(Referring expression data)
· · · · ·

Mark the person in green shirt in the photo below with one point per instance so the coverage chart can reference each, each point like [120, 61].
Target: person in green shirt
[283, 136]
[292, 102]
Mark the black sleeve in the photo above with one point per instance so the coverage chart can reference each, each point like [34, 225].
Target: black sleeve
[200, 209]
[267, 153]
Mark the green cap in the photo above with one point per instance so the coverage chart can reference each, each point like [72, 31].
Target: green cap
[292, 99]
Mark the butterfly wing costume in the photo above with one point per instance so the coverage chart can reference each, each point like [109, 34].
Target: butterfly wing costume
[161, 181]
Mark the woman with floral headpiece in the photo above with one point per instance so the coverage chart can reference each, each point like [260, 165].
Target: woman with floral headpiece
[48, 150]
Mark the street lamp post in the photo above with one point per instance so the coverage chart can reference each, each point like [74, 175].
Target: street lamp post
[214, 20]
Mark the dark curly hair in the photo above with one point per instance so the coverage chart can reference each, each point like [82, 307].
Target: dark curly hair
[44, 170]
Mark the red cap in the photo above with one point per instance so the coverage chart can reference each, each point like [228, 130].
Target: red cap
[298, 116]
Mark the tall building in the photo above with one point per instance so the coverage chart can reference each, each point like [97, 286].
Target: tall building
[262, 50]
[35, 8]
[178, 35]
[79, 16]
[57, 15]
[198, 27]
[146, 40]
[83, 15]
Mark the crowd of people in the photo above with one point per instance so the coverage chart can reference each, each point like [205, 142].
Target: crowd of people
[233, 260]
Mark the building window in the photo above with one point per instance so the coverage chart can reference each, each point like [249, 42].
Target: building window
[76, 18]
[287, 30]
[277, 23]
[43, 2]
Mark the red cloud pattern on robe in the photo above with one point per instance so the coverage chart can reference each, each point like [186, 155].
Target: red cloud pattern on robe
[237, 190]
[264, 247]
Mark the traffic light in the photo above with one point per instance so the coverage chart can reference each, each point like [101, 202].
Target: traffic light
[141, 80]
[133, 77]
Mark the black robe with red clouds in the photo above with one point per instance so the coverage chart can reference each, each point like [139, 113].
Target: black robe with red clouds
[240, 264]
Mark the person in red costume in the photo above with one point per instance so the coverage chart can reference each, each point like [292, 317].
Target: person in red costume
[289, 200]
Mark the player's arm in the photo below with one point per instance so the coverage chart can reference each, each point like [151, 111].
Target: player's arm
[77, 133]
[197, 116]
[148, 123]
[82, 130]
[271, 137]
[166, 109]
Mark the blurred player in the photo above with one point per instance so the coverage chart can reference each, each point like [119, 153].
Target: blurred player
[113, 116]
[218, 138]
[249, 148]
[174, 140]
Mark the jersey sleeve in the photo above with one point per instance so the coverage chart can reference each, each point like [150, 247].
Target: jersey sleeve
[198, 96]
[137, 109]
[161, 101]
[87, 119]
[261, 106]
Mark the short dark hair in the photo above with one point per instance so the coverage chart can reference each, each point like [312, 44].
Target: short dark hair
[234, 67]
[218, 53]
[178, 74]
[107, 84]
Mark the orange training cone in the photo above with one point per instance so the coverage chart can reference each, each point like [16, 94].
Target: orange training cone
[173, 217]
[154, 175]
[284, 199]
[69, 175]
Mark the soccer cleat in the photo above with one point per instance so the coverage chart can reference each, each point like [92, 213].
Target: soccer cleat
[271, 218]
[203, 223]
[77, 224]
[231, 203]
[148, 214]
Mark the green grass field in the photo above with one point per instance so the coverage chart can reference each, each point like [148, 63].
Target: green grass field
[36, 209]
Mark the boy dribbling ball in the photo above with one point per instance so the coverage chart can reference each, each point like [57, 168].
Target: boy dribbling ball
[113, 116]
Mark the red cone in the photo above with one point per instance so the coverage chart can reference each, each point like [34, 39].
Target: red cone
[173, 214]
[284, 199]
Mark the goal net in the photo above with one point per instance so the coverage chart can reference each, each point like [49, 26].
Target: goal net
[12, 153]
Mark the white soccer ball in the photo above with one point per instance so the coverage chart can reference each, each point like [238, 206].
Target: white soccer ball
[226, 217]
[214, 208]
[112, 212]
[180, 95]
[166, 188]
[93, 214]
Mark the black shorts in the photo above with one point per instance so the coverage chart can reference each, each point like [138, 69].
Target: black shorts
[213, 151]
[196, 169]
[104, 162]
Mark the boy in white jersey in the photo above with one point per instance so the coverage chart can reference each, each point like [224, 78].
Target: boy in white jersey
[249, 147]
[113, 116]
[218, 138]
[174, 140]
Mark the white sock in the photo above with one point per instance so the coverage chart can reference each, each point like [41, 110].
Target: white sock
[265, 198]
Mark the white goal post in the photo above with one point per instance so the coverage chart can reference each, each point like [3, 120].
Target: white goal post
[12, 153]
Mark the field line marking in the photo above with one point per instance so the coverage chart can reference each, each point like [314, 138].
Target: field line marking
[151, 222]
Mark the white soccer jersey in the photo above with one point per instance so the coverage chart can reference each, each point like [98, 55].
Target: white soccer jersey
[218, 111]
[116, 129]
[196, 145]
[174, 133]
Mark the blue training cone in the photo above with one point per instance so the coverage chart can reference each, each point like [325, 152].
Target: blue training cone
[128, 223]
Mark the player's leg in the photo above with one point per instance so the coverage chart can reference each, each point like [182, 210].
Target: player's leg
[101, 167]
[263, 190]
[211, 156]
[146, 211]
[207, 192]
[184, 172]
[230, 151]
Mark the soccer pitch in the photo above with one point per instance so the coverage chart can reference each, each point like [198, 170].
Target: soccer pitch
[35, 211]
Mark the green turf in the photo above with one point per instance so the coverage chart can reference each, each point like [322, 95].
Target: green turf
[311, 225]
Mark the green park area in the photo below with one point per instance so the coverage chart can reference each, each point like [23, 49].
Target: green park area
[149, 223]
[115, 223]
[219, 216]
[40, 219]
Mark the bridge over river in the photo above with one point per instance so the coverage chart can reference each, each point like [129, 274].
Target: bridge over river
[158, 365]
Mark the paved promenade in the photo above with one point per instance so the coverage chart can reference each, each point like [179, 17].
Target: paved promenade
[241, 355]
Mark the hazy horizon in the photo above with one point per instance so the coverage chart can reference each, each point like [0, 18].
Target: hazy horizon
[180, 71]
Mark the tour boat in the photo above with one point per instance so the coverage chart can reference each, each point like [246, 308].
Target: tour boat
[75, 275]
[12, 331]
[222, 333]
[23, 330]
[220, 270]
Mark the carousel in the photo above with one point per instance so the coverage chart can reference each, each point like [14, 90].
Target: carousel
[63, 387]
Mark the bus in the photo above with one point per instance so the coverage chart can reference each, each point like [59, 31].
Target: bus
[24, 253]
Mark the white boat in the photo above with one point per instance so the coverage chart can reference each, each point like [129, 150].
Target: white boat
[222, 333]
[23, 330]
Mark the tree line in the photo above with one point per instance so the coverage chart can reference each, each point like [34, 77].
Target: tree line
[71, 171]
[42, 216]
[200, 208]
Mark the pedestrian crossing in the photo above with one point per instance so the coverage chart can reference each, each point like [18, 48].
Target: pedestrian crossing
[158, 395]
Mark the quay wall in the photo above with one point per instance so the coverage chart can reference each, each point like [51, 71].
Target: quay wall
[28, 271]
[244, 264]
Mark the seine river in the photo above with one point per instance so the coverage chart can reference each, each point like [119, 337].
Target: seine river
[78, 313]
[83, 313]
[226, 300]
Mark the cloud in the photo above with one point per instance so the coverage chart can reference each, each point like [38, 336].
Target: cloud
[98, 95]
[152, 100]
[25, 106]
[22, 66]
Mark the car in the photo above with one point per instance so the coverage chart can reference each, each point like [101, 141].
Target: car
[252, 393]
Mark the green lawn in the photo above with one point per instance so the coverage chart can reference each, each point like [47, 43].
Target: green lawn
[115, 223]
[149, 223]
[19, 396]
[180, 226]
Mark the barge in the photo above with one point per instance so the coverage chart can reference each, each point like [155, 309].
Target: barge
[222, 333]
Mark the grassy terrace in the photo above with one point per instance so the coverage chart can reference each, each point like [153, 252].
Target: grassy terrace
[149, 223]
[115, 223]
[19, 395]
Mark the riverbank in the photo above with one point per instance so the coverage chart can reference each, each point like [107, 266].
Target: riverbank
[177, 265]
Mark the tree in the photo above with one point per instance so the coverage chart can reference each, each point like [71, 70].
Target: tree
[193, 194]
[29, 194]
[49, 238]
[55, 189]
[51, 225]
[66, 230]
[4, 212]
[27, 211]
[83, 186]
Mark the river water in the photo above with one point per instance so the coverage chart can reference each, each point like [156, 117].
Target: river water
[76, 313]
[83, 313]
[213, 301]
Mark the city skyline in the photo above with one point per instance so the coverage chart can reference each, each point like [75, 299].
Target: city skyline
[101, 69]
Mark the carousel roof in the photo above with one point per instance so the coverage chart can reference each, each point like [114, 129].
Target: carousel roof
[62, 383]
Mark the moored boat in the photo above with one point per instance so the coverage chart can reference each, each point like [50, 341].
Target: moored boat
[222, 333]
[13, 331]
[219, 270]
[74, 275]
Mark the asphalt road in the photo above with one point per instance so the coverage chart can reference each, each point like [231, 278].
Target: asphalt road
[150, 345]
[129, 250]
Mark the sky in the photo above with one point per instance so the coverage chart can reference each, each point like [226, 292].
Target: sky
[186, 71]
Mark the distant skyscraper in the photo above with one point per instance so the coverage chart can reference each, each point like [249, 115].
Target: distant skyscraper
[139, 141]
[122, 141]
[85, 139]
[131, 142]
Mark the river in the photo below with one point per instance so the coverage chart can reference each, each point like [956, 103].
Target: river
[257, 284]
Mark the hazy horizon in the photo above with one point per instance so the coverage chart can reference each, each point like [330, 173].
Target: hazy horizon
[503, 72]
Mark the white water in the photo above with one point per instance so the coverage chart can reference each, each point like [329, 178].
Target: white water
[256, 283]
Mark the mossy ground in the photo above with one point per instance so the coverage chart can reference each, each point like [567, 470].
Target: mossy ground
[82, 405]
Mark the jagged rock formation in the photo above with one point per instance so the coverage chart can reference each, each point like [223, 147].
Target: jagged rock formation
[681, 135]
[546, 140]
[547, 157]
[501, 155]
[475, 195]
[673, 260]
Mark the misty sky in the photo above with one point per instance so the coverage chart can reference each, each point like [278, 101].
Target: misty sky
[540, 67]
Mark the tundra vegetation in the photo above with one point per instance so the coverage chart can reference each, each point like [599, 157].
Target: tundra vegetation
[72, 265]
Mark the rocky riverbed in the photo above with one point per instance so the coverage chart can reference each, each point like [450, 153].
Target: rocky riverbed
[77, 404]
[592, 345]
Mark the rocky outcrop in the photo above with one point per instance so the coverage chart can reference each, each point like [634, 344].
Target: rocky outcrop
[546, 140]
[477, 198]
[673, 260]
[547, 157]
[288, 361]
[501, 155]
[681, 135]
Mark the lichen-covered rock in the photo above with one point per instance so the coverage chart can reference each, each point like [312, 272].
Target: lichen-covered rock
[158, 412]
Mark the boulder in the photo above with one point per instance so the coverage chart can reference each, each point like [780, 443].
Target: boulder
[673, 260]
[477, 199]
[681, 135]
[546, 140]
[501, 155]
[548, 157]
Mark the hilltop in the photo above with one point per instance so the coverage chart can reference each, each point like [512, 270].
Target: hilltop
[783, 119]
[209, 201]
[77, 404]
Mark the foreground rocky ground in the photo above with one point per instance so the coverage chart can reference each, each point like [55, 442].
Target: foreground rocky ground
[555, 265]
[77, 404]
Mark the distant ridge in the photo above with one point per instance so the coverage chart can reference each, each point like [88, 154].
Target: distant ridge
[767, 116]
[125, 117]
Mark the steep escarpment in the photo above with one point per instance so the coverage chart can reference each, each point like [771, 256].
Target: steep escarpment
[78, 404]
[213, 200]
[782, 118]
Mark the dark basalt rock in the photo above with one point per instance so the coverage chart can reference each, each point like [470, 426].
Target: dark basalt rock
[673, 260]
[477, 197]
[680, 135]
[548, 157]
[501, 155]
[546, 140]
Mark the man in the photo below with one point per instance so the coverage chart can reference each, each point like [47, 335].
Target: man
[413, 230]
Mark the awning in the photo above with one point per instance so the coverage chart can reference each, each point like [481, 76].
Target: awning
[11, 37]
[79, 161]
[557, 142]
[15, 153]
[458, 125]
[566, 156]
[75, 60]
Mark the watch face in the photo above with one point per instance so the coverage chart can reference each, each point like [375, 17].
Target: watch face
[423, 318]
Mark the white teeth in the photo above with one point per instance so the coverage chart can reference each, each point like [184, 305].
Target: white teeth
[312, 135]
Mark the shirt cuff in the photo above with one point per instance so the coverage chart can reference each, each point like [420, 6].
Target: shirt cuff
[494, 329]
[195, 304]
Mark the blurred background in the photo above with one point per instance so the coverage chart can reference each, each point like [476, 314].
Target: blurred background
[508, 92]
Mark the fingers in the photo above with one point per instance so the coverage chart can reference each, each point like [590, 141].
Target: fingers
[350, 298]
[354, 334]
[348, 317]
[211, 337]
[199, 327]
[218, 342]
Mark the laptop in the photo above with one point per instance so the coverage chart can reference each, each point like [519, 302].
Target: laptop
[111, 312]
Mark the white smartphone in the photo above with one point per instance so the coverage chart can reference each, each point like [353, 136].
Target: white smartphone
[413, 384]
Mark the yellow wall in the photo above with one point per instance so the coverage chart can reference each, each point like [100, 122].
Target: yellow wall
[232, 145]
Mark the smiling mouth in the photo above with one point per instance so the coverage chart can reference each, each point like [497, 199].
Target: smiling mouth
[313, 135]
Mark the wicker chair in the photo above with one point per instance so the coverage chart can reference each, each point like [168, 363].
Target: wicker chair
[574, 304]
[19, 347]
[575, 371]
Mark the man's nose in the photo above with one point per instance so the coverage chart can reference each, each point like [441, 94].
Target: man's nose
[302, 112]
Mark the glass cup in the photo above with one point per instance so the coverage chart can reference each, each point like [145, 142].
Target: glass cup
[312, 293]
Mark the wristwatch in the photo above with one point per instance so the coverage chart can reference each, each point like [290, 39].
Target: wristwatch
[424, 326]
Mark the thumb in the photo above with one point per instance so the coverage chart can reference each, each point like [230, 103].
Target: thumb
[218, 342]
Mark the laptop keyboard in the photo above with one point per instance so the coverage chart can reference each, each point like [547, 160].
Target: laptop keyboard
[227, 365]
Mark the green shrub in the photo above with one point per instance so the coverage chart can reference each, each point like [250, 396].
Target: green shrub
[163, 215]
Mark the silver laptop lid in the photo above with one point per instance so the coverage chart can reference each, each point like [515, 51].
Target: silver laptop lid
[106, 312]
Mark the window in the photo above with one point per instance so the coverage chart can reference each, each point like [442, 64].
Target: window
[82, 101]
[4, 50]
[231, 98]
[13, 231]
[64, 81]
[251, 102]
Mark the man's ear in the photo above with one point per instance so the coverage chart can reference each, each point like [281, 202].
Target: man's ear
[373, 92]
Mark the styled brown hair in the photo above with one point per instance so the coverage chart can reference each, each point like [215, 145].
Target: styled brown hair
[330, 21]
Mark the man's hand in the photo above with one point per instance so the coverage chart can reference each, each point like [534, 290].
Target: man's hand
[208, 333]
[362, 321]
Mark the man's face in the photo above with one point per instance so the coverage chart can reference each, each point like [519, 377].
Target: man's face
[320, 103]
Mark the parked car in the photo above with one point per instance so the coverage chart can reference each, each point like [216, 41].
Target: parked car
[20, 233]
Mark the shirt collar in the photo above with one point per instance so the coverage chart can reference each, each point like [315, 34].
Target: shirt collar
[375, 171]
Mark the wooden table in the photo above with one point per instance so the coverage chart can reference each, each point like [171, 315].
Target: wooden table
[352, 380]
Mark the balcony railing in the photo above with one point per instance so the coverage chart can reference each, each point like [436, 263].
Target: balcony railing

· · · · ·

YOUR TASK:
Take every line from the data that includes the word "balcony".

EXERCISE SOLUTION:
Mark the balcony railing in the photo above with one point per instance so the coverage chart can reference each, each point like [436, 263].
Target: balcony railing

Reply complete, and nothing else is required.